_The request_:
Repeat, exactly and completely, the material that follows. Omit the pictures.

_Data for this task_:
** BEGIN **

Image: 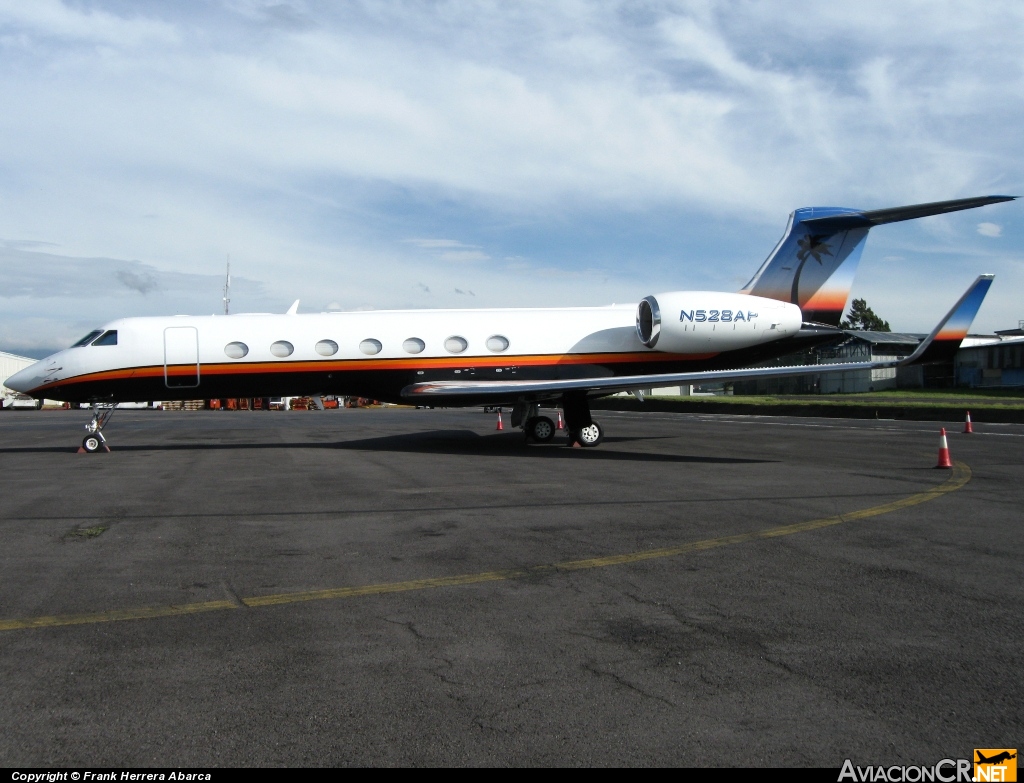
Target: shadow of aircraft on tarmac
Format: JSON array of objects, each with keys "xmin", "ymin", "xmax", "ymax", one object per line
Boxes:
[{"xmin": 0, "ymin": 430, "xmax": 778, "ymax": 465}]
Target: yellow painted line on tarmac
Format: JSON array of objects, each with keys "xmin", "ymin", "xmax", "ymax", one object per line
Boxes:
[{"xmin": 0, "ymin": 463, "xmax": 971, "ymax": 630}]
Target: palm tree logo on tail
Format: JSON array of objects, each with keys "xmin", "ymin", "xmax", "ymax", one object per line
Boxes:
[{"xmin": 790, "ymin": 233, "xmax": 831, "ymax": 307}]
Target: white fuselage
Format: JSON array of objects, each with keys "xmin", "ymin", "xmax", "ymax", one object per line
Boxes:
[{"xmin": 7, "ymin": 292, "xmax": 801, "ymax": 399}]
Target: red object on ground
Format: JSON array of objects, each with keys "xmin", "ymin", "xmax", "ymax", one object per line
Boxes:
[{"xmin": 935, "ymin": 427, "xmax": 953, "ymax": 468}]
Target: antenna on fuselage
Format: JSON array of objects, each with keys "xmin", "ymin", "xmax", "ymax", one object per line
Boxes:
[{"xmin": 223, "ymin": 256, "xmax": 231, "ymax": 315}]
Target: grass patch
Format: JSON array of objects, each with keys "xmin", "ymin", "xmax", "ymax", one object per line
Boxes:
[{"xmin": 65, "ymin": 525, "xmax": 106, "ymax": 540}]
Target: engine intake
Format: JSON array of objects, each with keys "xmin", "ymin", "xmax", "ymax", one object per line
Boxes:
[{"xmin": 636, "ymin": 291, "xmax": 802, "ymax": 353}]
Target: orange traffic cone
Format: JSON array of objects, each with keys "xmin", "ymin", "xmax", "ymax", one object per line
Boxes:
[{"xmin": 935, "ymin": 427, "xmax": 953, "ymax": 468}]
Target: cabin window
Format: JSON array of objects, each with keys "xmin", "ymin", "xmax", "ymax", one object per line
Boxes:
[
  {"xmin": 316, "ymin": 340, "xmax": 338, "ymax": 356},
  {"xmin": 72, "ymin": 329, "xmax": 103, "ymax": 348},
  {"xmin": 401, "ymin": 337, "xmax": 427, "ymax": 353},
  {"xmin": 359, "ymin": 339, "xmax": 384, "ymax": 356},
  {"xmin": 224, "ymin": 343, "xmax": 249, "ymax": 359},
  {"xmin": 486, "ymin": 335, "xmax": 509, "ymax": 353},
  {"xmin": 444, "ymin": 336, "xmax": 469, "ymax": 353},
  {"xmin": 270, "ymin": 340, "xmax": 295, "ymax": 359},
  {"xmin": 93, "ymin": 329, "xmax": 118, "ymax": 345}
]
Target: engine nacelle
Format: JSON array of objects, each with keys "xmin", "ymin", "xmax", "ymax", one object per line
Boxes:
[{"xmin": 637, "ymin": 291, "xmax": 803, "ymax": 353}]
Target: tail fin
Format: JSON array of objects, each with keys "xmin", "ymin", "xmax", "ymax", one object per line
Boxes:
[
  {"xmin": 740, "ymin": 195, "xmax": 1016, "ymax": 327},
  {"xmin": 902, "ymin": 274, "xmax": 995, "ymax": 364}
]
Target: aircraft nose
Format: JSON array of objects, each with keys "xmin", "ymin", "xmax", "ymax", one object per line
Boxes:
[{"xmin": 3, "ymin": 362, "xmax": 42, "ymax": 394}]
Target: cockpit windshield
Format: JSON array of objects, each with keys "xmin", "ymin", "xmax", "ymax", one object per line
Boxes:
[{"xmin": 72, "ymin": 329, "xmax": 103, "ymax": 348}]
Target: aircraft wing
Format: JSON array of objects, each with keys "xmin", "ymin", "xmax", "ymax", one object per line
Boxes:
[
  {"xmin": 401, "ymin": 274, "xmax": 994, "ymax": 402},
  {"xmin": 401, "ymin": 361, "xmax": 884, "ymax": 401}
]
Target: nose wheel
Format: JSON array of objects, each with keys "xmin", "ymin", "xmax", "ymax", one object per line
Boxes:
[
  {"xmin": 569, "ymin": 419, "xmax": 604, "ymax": 448},
  {"xmin": 78, "ymin": 402, "xmax": 118, "ymax": 454}
]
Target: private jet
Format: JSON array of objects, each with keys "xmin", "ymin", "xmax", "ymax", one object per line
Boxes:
[{"xmin": 5, "ymin": 195, "xmax": 1016, "ymax": 452}]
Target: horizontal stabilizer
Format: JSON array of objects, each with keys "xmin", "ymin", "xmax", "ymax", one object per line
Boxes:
[
  {"xmin": 803, "ymin": 195, "xmax": 1017, "ymax": 233},
  {"xmin": 902, "ymin": 274, "xmax": 995, "ymax": 364},
  {"xmin": 740, "ymin": 195, "xmax": 1016, "ymax": 327}
]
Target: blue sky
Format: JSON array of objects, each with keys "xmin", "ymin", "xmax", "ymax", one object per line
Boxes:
[{"xmin": 0, "ymin": 0, "xmax": 1024, "ymax": 355}]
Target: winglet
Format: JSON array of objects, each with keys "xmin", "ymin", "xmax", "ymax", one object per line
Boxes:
[{"xmin": 900, "ymin": 274, "xmax": 995, "ymax": 365}]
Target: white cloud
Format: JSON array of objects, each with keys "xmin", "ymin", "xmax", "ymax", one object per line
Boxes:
[
  {"xmin": 438, "ymin": 250, "xmax": 490, "ymax": 264},
  {"xmin": 0, "ymin": 0, "xmax": 1024, "ymax": 341}
]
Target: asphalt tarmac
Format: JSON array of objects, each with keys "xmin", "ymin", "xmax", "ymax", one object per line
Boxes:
[{"xmin": 0, "ymin": 408, "xmax": 1024, "ymax": 769}]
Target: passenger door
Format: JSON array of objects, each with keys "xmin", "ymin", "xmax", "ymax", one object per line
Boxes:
[{"xmin": 164, "ymin": 327, "xmax": 199, "ymax": 389}]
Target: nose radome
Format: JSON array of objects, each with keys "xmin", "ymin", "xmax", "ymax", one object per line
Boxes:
[{"xmin": 3, "ymin": 361, "xmax": 43, "ymax": 394}]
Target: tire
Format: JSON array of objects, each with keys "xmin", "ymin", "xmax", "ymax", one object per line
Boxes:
[
  {"xmin": 525, "ymin": 416, "xmax": 555, "ymax": 443},
  {"xmin": 575, "ymin": 421, "xmax": 604, "ymax": 448}
]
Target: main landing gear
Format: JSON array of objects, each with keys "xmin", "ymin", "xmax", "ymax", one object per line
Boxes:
[
  {"xmin": 512, "ymin": 394, "xmax": 604, "ymax": 447},
  {"xmin": 79, "ymin": 402, "xmax": 118, "ymax": 454}
]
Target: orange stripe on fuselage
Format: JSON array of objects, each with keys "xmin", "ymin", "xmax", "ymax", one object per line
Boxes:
[{"xmin": 34, "ymin": 353, "xmax": 718, "ymax": 391}]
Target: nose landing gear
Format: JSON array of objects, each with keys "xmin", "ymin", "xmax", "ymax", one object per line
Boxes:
[{"xmin": 78, "ymin": 402, "xmax": 118, "ymax": 454}]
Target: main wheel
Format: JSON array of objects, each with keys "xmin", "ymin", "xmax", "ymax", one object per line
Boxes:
[
  {"xmin": 525, "ymin": 416, "xmax": 555, "ymax": 443},
  {"xmin": 577, "ymin": 421, "xmax": 604, "ymax": 447}
]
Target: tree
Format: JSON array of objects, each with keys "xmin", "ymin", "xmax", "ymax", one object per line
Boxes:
[{"xmin": 839, "ymin": 299, "xmax": 892, "ymax": 332}]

** END **

_Solved exercise_:
Image: 
Target: shadow of aircraft on tarmac
Format: JSON array of objects, each with keys "xmin", "ymin", "xmax", "ymax", one object per line
Boxes:
[{"xmin": 0, "ymin": 430, "xmax": 778, "ymax": 465}]
Target: yellow painted line on tarmac
Format: JSON array of objects, each with keys "xmin", "ymin", "xmax", "ymax", one object per line
Boxes:
[{"xmin": 0, "ymin": 463, "xmax": 971, "ymax": 630}]
Target: palm tree logo on tail
Format: JSON array of objects, each with keys "xmin", "ymin", "xmax", "ymax", one object per line
Boxes:
[{"xmin": 790, "ymin": 233, "xmax": 831, "ymax": 307}]
Target: white fuselage
Format: JSON array of objects, each with keys "xmin", "ymin", "xmax", "ymax", one object per line
Boxes:
[{"xmin": 7, "ymin": 292, "xmax": 801, "ymax": 399}]
Target: red object on ground
Format: JSON array of objects, each with keys "xmin", "ymin", "xmax", "ymax", one object per line
Boxes:
[{"xmin": 935, "ymin": 427, "xmax": 953, "ymax": 468}]
Target: antenna on fuselage
Format: JSON array of objects, each with keys "xmin", "ymin", "xmax", "ymax", one object per line
Boxes:
[{"xmin": 223, "ymin": 256, "xmax": 231, "ymax": 315}]
Target: grass patch
Format: JSON array of objects, each with keys "xmin", "ymin", "xmax", "ymax", one object per line
Boxes:
[{"xmin": 65, "ymin": 525, "xmax": 106, "ymax": 540}]
Target: engine intake
Format: JSON array of objects, each with keys "xmin", "ymin", "xmax", "ymax", one object per line
Boxes:
[{"xmin": 636, "ymin": 291, "xmax": 802, "ymax": 353}]
Target: orange traffic cone
Format: JSON array of objects, each with keys "xmin", "ymin", "xmax", "ymax", one object per line
Boxes:
[{"xmin": 935, "ymin": 427, "xmax": 953, "ymax": 468}]
Target: cabin window
Format: JSON array of objects, each with keys "xmin", "ymin", "xmax", "ymax", one object per line
Boxes:
[
  {"xmin": 316, "ymin": 340, "xmax": 338, "ymax": 356},
  {"xmin": 72, "ymin": 329, "xmax": 103, "ymax": 348},
  {"xmin": 401, "ymin": 337, "xmax": 427, "ymax": 353},
  {"xmin": 359, "ymin": 339, "xmax": 384, "ymax": 356},
  {"xmin": 224, "ymin": 343, "xmax": 249, "ymax": 359},
  {"xmin": 486, "ymin": 335, "xmax": 509, "ymax": 353},
  {"xmin": 444, "ymin": 336, "xmax": 469, "ymax": 353},
  {"xmin": 270, "ymin": 340, "xmax": 295, "ymax": 359},
  {"xmin": 93, "ymin": 329, "xmax": 118, "ymax": 345}
]
Target: engine nacelle
Format: JSON array of objects, each with keys "xmin", "ymin", "xmax", "ymax", one object per line
Boxes:
[{"xmin": 637, "ymin": 291, "xmax": 803, "ymax": 353}]
Target: tail fin
Format: JSON array of objects, each with keys "xmin", "ymin", "xmax", "ymax", one object per line
Boxes:
[
  {"xmin": 740, "ymin": 195, "xmax": 1016, "ymax": 327},
  {"xmin": 902, "ymin": 274, "xmax": 995, "ymax": 364}
]
Target: aircraft nose
Format: JSON array of objects, each with keys "xmin", "ymin", "xmax", "ymax", one object per line
Boxes:
[{"xmin": 3, "ymin": 362, "xmax": 42, "ymax": 394}]
Target: cockpit windshield
Format: JSON array of objects, each with keys "xmin", "ymin", "xmax", "ymax", one object per line
Boxes:
[{"xmin": 72, "ymin": 329, "xmax": 103, "ymax": 348}]
Target: aircraft wing
Format: JSON array of objects, each with keys "xmin", "ymin", "xmax", "ymax", one object per line
Boxes:
[
  {"xmin": 401, "ymin": 274, "xmax": 994, "ymax": 402},
  {"xmin": 401, "ymin": 361, "xmax": 884, "ymax": 401}
]
Target: nose wheel
Format: JSON array of objects, each with keys "xmin", "ymin", "xmax", "ymax", one object per line
Boxes:
[
  {"xmin": 569, "ymin": 419, "xmax": 604, "ymax": 448},
  {"xmin": 78, "ymin": 402, "xmax": 118, "ymax": 454}
]
Target: private jet
Format: JSON array of objects, each with keys "xmin", "ymin", "xmax", "ymax", one object per line
Boxes:
[{"xmin": 5, "ymin": 195, "xmax": 1016, "ymax": 452}]
Target: horizontal stabilizer
Format: JSON array of objects, each with keys "xmin", "ymin", "xmax", "ymax", one object per line
Boxes:
[
  {"xmin": 803, "ymin": 195, "xmax": 1017, "ymax": 233},
  {"xmin": 902, "ymin": 274, "xmax": 995, "ymax": 364},
  {"xmin": 740, "ymin": 195, "xmax": 1016, "ymax": 327}
]
Target: blue sky
Format: JSON array of objects, each with keys "xmin", "ymin", "xmax", "ymax", one object per line
Boxes:
[{"xmin": 0, "ymin": 0, "xmax": 1024, "ymax": 355}]
Target: winglet
Format: JSON array of objects, each with keys "xmin", "ymin", "xmax", "ymax", one object per line
Boxes:
[{"xmin": 900, "ymin": 274, "xmax": 995, "ymax": 365}]
Target: white cloud
Format: JSON array of objects, each with keys "xmin", "ymin", "xmax", "ymax", one object per line
Boxes:
[
  {"xmin": 438, "ymin": 250, "xmax": 490, "ymax": 264},
  {"xmin": 0, "ymin": 0, "xmax": 1024, "ymax": 341}
]
Target: asphalt tarmac
Format: JSON array of objects, each with keys "xmin", "ymin", "xmax", "ymax", one object per line
Boxes:
[{"xmin": 0, "ymin": 408, "xmax": 1024, "ymax": 769}]
Target: passenger door
Format: JSON array of objects, each with keys "xmin", "ymin", "xmax", "ymax", one object per line
Boxes:
[{"xmin": 164, "ymin": 327, "xmax": 199, "ymax": 389}]
Target: nose radome
Format: JSON array of objects, each with keys "xmin", "ymin", "xmax", "ymax", one object per line
Boxes:
[{"xmin": 3, "ymin": 361, "xmax": 43, "ymax": 394}]
Target: tire
Format: JSON array of objects, each with keys "xmin", "ymin", "xmax", "ymax", one object per line
Boxes:
[
  {"xmin": 525, "ymin": 416, "xmax": 555, "ymax": 443},
  {"xmin": 575, "ymin": 421, "xmax": 604, "ymax": 448}
]
Target: main landing gear
Format: JSON array of objects, each with keys "xmin", "ymin", "xmax", "ymax", one object per line
Boxes:
[
  {"xmin": 512, "ymin": 394, "xmax": 604, "ymax": 447},
  {"xmin": 79, "ymin": 402, "xmax": 118, "ymax": 454}
]
Target: orange stripe on fuselage
Format: JSON array of objects, each with keys "xmin", "ymin", "xmax", "ymax", one object per line
Boxes:
[{"xmin": 34, "ymin": 353, "xmax": 718, "ymax": 391}]
Target: nose landing gear
Format: JSON array of objects, each with keys "xmin", "ymin", "xmax", "ymax", one object per line
Boxes:
[{"xmin": 78, "ymin": 402, "xmax": 118, "ymax": 454}]
Target: main wheel
Format: JSON array of objects, each with keys "xmin", "ymin", "xmax", "ymax", one object per line
Boxes:
[
  {"xmin": 525, "ymin": 416, "xmax": 555, "ymax": 443},
  {"xmin": 577, "ymin": 421, "xmax": 604, "ymax": 447}
]
Target: tree
Format: JSON array of objects, each with keys "xmin", "ymin", "xmax", "ymax", one object per line
Boxes:
[{"xmin": 839, "ymin": 299, "xmax": 892, "ymax": 332}]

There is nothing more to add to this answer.